- [Dataset content]:

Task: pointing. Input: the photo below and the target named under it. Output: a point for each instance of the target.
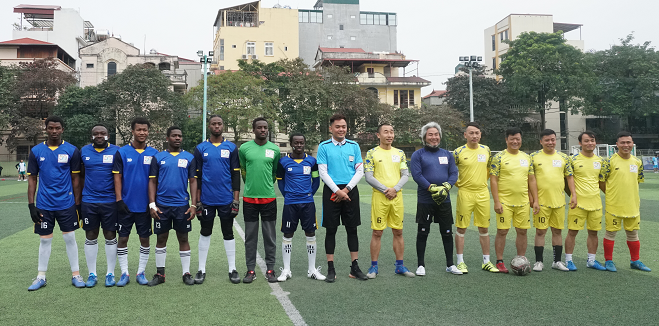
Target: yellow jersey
(622, 177)
(550, 173)
(472, 166)
(513, 171)
(385, 165)
(586, 171)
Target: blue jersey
(432, 167)
(134, 168)
(214, 163)
(99, 181)
(298, 179)
(173, 171)
(54, 166)
(341, 160)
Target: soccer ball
(520, 266)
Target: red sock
(634, 248)
(608, 249)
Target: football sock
(539, 251)
(204, 244)
(91, 250)
(185, 261)
(122, 257)
(111, 254)
(634, 249)
(230, 249)
(45, 245)
(608, 249)
(144, 258)
(286, 246)
(311, 252)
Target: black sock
(538, 252)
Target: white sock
(144, 258)
(286, 246)
(91, 251)
(230, 249)
(311, 252)
(72, 250)
(161, 256)
(111, 254)
(122, 257)
(204, 244)
(185, 261)
(45, 246)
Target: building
(378, 72)
(567, 125)
(250, 32)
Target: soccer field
(583, 297)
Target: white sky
(434, 32)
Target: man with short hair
(473, 161)
(258, 165)
(55, 166)
(298, 181)
(513, 185)
(132, 164)
(435, 173)
(340, 167)
(169, 202)
(386, 171)
(586, 168)
(98, 203)
(218, 172)
(619, 179)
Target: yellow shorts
(549, 217)
(478, 203)
(576, 218)
(519, 215)
(385, 212)
(615, 223)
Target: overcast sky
(434, 32)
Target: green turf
(551, 297)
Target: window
(112, 68)
(269, 49)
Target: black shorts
(296, 213)
(172, 218)
(67, 219)
(99, 214)
(267, 211)
(344, 212)
(142, 223)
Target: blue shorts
(142, 223)
(95, 214)
(67, 219)
(299, 213)
(172, 218)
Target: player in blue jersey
(435, 173)
(98, 203)
(298, 181)
(55, 166)
(169, 205)
(218, 175)
(132, 164)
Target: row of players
(135, 184)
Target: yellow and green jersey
(586, 171)
(513, 171)
(473, 165)
(622, 177)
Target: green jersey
(258, 166)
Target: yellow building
(378, 72)
(250, 32)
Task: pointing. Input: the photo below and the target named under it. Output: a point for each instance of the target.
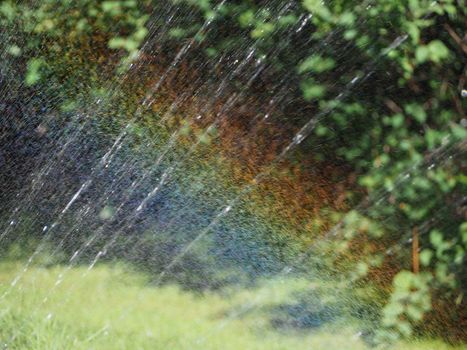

- [Prompt]: Copy the listing word for word, excluding its pictures.

- [Solved problem]:
Task: pointing. Input: the photo below and the target named under it. Output: a point for each instance of the target.
Target: yellow jersey
(622, 177)
(550, 173)
(472, 166)
(513, 171)
(385, 165)
(586, 171)
Target: blue jersey
(432, 167)
(134, 168)
(214, 163)
(99, 181)
(298, 179)
(173, 171)
(54, 166)
(341, 160)
Target: soccer ball
(520, 266)
Target: red sock
(634, 248)
(608, 249)
Target: football sock
(539, 251)
(204, 244)
(91, 250)
(185, 261)
(122, 257)
(111, 254)
(634, 249)
(230, 249)
(45, 245)
(608, 249)
(144, 258)
(286, 246)
(311, 252)
Target: black sock
(538, 252)
Target: white sock
(144, 258)
(286, 246)
(91, 251)
(230, 249)
(311, 252)
(72, 250)
(161, 256)
(111, 254)
(122, 257)
(204, 244)
(185, 261)
(45, 246)
Target: building
(378, 72)
(567, 125)
(250, 32)
Target: soccer field
(583, 297)
Target: white sky
(434, 32)
Target: man with short hair
(473, 161)
(258, 165)
(55, 166)
(298, 181)
(513, 185)
(132, 164)
(435, 173)
(340, 167)
(169, 202)
(386, 171)
(586, 168)
(98, 203)
(218, 172)
(619, 179)
Target: yellow shorts
(549, 217)
(478, 203)
(576, 218)
(519, 215)
(385, 212)
(615, 223)
Target: overcast sky
(434, 32)
Target: green turf
(551, 297)
Target: window
(112, 68)
(269, 49)
Target: black shorts
(296, 213)
(172, 218)
(67, 219)
(99, 214)
(267, 211)
(344, 212)
(142, 223)
Target: blue shorts
(142, 223)
(95, 214)
(67, 219)
(299, 213)
(172, 218)
Target: player in blue jersey
(435, 173)
(98, 203)
(298, 181)
(55, 166)
(169, 205)
(218, 175)
(132, 164)
Target: row of players
(135, 184)
Target: yellow and green jersey
(586, 171)
(513, 171)
(473, 165)
(622, 177)
Target: green jersey
(258, 166)
Target: yellow building
(378, 72)
(250, 32)
Task: pointing. Input: the photo below and the target named under it. Output: a point for each instance of the target.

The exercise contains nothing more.